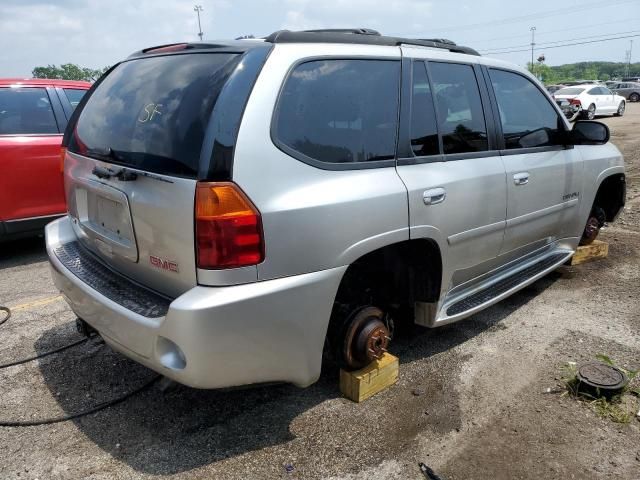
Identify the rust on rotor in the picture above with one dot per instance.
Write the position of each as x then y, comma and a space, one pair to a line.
592, 229
366, 339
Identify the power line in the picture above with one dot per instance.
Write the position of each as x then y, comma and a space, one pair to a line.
531, 16
590, 37
565, 45
547, 32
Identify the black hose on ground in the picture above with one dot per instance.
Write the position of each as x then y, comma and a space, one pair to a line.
7, 316
35, 357
71, 416
42, 355
88, 411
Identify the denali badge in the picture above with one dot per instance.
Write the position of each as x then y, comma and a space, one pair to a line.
163, 264
570, 196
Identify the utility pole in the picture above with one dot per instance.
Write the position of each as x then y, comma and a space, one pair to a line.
198, 9
533, 43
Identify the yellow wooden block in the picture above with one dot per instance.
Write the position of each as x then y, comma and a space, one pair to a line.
587, 253
373, 378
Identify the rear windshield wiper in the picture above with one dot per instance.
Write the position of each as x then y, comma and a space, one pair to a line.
121, 174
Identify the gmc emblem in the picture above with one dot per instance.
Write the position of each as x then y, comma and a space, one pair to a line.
163, 264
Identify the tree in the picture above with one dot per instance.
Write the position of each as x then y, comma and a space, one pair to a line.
68, 71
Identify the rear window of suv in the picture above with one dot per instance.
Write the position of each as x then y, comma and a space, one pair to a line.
151, 113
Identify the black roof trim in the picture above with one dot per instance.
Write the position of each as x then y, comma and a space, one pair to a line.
239, 46
363, 36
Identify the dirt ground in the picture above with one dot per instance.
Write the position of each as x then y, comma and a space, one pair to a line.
471, 402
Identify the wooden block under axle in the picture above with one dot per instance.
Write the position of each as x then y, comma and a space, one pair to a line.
587, 253
373, 378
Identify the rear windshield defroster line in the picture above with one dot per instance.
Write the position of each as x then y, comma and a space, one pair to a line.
152, 113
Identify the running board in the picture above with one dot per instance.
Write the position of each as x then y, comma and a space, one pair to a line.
500, 286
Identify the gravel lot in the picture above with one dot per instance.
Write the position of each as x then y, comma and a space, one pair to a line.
482, 411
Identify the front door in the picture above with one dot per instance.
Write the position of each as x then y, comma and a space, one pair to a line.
543, 176
456, 186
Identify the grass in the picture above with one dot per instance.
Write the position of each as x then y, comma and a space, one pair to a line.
616, 408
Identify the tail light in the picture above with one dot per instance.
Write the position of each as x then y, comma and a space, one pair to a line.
228, 227
63, 153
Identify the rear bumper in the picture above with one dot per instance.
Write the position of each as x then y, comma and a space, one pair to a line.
213, 337
24, 227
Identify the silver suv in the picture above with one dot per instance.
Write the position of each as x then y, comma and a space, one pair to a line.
238, 208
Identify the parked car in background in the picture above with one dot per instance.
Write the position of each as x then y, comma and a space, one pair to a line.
588, 101
311, 200
33, 116
554, 88
628, 90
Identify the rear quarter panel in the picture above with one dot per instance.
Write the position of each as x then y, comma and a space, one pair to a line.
600, 162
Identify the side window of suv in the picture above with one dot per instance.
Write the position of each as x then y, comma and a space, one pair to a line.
25, 111
339, 111
528, 119
74, 95
424, 127
459, 107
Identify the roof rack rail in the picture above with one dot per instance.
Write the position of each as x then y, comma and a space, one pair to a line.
363, 36
353, 31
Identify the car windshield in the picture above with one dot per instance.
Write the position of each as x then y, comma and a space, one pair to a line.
570, 91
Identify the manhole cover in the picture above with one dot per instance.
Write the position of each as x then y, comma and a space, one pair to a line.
602, 376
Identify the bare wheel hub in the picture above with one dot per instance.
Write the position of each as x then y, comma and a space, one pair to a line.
592, 228
367, 338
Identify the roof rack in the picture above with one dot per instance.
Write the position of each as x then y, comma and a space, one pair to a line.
365, 36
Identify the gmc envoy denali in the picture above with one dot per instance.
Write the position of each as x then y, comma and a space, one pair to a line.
238, 209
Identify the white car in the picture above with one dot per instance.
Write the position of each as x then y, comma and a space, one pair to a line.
588, 101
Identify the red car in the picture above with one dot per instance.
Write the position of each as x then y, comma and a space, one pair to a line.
33, 116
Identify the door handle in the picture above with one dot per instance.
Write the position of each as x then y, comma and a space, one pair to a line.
521, 178
434, 196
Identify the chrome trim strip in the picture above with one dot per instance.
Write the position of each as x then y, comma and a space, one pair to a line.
528, 217
475, 232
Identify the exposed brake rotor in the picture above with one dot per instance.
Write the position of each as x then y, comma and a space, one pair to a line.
591, 230
366, 339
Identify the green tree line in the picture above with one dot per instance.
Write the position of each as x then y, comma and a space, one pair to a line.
583, 71
68, 71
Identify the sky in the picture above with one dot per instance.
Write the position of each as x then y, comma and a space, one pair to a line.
97, 33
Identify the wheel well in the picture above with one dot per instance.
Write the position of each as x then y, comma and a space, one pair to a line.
611, 195
394, 276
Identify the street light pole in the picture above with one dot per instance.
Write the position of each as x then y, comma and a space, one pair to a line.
198, 9
533, 43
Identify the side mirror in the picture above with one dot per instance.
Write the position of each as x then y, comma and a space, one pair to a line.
587, 132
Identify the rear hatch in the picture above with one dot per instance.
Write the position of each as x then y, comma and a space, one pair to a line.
132, 164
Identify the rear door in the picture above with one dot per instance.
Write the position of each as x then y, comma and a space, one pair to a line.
133, 161
455, 179
543, 176
30, 136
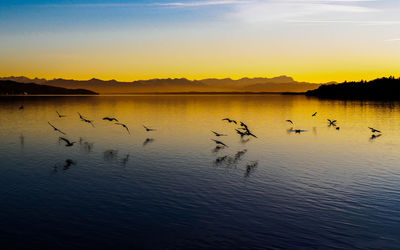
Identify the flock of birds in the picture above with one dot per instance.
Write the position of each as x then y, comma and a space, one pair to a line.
241, 129
333, 123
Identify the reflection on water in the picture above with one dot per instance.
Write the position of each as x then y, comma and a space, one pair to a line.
166, 184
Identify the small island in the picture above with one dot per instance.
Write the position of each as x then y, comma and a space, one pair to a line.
16, 88
386, 88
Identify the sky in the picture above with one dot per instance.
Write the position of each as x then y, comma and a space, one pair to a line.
310, 40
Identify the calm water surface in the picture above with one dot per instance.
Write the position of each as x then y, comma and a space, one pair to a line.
321, 189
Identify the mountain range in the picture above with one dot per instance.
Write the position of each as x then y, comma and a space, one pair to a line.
168, 85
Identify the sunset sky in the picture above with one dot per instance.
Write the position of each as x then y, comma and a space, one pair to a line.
310, 40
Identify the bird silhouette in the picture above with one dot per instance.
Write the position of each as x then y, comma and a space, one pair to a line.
148, 129
240, 132
374, 136
68, 164
56, 129
68, 143
374, 130
217, 134
59, 115
332, 122
125, 160
147, 141
290, 121
123, 125
86, 120
230, 120
220, 143
110, 119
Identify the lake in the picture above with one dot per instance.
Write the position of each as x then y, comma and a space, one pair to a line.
172, 189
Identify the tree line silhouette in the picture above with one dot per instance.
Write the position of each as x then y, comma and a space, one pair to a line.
381, 88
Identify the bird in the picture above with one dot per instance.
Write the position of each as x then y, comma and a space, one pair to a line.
221, 159
110, 119
374, 136
250, 134
332, 123
290, 121
68, 164
147, 141
149, 129
297, 131
220, 143
217, 134
86, 120
56, 129
229, 120
68, 143
123, 125
374, 130
60, 116
244, 125
125, 160
240, 132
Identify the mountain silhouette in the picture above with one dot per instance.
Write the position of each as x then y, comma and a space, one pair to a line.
15, 88
381, 88
169, 85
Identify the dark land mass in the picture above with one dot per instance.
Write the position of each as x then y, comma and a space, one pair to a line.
379, 89
178, 85
16, 88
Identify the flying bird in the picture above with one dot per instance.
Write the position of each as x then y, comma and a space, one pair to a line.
60, 116
110, 119
149, 129
147, 141
374, 130
240, 132
220, 143
86, 120
123, 125
229, 120
244, 125
332, 123
217, 134
56, 129
68, 143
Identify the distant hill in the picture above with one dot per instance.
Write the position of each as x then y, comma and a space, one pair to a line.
16, 88
381, 88
276, 84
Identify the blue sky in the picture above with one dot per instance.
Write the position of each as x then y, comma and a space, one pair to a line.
276, 36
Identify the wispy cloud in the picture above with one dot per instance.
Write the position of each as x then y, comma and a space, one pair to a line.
273, 10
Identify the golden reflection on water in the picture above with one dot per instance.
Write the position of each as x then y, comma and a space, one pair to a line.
185, 121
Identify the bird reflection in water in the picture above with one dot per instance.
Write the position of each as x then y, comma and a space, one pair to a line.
67, 165
147, 141
250, 168
110, 154
22, 141
125, 160
373, 137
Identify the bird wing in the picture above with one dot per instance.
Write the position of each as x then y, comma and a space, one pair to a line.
66, 140
52, 125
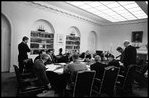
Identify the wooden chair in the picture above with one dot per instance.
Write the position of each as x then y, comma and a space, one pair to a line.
26, 86
83, 84
107, 84
123, 79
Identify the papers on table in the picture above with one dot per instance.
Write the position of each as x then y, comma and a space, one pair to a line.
54, 68
62, 64
59, 70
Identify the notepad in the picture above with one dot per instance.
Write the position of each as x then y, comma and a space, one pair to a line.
59, 70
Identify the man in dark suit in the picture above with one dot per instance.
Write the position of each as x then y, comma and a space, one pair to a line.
112, 61
23, 49
130, 54
39, 56
40, 70
98, 67
121, 51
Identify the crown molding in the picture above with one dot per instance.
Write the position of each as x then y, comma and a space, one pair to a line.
56, 10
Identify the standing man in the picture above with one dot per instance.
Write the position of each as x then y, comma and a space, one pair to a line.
23, 49
130, 54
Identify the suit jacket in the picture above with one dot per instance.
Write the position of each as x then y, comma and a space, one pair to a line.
23, 49
99, 68
40, 70
114, 63
130, 55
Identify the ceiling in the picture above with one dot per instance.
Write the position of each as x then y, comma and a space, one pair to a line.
73, 9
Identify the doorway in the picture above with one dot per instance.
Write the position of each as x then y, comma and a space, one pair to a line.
5, 44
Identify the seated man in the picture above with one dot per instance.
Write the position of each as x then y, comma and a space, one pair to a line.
98, 67
121, 51
73, 67
40, 70
52, 57
40, 53
60, 57
112, 61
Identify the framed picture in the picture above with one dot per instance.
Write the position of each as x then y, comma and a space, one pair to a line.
137, 36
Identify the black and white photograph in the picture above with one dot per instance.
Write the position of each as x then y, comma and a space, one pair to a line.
74, 48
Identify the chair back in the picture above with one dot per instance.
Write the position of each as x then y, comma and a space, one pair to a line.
83, 83
108, 83
18, 75
29, 65
128, 75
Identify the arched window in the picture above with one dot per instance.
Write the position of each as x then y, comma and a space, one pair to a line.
92, 41
42, 36
73, 39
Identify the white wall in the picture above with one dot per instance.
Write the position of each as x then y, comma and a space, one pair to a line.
114, 35
23, 15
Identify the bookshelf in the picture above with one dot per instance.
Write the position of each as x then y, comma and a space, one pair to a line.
41, 40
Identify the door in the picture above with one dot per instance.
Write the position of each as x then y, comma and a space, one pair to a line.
5, 44
92, 42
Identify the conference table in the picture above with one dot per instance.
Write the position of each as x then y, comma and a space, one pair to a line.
59, 67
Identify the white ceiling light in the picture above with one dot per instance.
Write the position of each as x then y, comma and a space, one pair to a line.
113, 11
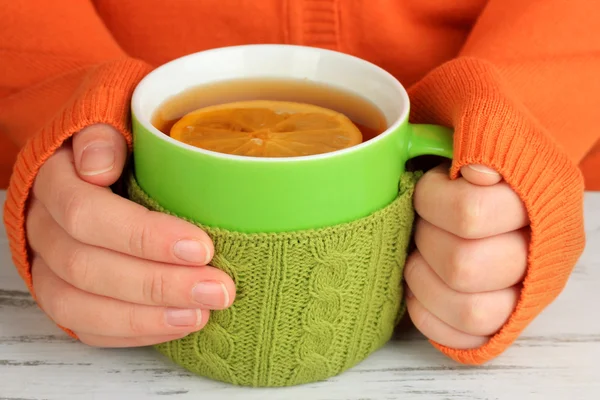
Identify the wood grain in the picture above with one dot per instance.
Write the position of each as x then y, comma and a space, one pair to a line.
557, 357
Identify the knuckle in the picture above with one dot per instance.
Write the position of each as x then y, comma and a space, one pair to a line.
154, 290
461, 273
140, 235
75, 266
75, 205
56, 306
419, 316
469, 213
409, 267
135, 324
475, 316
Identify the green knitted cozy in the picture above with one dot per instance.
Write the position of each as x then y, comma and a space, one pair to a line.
310, 304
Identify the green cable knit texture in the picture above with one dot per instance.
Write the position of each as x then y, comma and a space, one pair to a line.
309, 305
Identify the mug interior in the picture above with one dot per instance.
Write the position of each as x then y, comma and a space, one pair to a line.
271, 61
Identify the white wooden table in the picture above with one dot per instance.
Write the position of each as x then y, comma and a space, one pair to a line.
558, 356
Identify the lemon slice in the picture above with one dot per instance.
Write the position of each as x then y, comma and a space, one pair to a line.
263, 128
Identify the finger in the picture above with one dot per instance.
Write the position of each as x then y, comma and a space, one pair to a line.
116, 342
88, 313
478, 314
96, 216
474, 265
480, 175
116, 275
100, 152
435, 329
466, 210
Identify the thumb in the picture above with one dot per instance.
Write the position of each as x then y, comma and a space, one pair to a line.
99, 152
480, 175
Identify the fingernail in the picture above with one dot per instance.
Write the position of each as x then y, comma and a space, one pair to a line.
192, 251
182, 317
97, 158
211, 294
483, 169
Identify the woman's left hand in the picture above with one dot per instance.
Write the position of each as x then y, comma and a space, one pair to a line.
472, 236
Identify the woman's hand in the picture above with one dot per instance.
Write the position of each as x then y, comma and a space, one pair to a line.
113, 272
472, 243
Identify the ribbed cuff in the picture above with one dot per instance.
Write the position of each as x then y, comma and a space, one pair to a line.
492, 128
103, 97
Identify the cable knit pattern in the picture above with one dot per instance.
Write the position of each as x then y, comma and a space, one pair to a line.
309, 305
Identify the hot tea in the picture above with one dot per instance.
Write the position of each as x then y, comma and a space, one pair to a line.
269, 118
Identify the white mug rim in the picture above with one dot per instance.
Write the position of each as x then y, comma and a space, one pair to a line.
147, 124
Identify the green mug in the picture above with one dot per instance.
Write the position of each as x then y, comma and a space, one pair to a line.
251, 194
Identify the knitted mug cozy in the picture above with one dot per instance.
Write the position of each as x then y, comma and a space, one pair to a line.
309, 305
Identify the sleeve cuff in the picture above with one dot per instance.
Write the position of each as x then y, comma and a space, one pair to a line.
102, 97
494, 129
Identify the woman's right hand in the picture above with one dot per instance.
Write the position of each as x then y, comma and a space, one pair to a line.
108, 269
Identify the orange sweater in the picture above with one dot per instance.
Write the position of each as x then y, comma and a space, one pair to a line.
518, 80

━━━━━━

__Exercise__
Look above for the line holding "Identify the tree in" and the line holding "Identify the tail", then output exactly those two lines and every line between them, nothing more.

__Task result__
Identify the tree in the picture above with one dot per instance.
Write the position of each as x then y, comma and a space, one pair to a line.
68, 71
Identify the rear window of suv in the picture above with one dot per instance.
Write the position of each as x then y, comma and a space, one pair to a line.
151, 113
Identify the black roof trim in the picture above with one dot per instance.
Write the position of each as x then y, comma and a space, one pair to a line.
239, 46
363, 36
Identify the dirt ground in the picture above with one dot per instance.
Write the position of each as x then y, comma and a space, one pair to a line.
471, 402
Identify the wooden block under axle in the picture above with one dot per instance.
Write the position of each as x then y, comma and a space, one pair to a line.
587, 253
373, 378
Identify the rear windshield defroster line in the picture above with one dot per instance.
Write the position of each as x then y, comma and a space, one pair to a line.
152, 113
Identify the running board in the picture above with one dot per instance.
Write the position of each as x then y, comma and a space, one pair to a line.
500, 286
Identify the gravel lot in the picture above with one dot per instance.
Write the position of each as x then y, comma and a space, one pair to a line.
482, 411
Identify the front door in the picture above with one dot per instance.
Write the position of each as x then y, comma and a space, one pair to a line.
543, 176
456, 186
Identify the grass in the picture above with one dot per instance.
Write the position of each as x then y, comma and a space, one pair to a line.
616, 408
Identify the tail light in the picture above with one dot per instance.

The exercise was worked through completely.